══ SUPPLIED ENTRIES ══
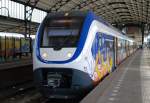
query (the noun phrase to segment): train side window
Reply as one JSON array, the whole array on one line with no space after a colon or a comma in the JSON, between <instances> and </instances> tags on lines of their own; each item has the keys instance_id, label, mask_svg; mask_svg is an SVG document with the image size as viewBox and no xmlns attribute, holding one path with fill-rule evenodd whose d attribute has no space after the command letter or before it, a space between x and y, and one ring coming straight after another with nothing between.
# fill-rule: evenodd
<instances>
[{"instance_id":1,"label":"train side window","mask_svg":"<svg viewBox=\"0 0 150 103\"><path fill-rule=\"evenodd\" d=\"M102 34L99 33L99 47L102 46Z\"/></svg>"}]
</instances>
═══
WHAT THE EXERCISE ASKS>
Give the data above as a two-column CSV with the header request,answer and one row for each request. Put the request text and its answer each in one quoted field, replace line breaks with spaces, and leave out the pictures.

ANSWER BELOW>
request,answer
"query (the noun phrase to segment): train side window Reply as one JSON array, the whole array on one line with no space after a colon or a comma in the JSON, between <instances> and </instances> tags on lines of their own; each item has the keys instance_id, label, mask_svg; mask_svg is an SVG document with the image size as viewBox and no xmlns attribute, holding one path with fill-rule evenodd whose d attribute has no space after the command letter or before it, a space between x and y, and one ring coming straight after another with nothing between. # fill-rule: evenodd","<instances> [{""instance_id"":1,""label"":""train side window"",""mask_svg"":""<svg viewBox=\""0 0 150 103\""><path fill-rule=\""evenodd\"" d=\""M102 34L99 33L99 47L102 46Z\""/></svg>""}] </instances>"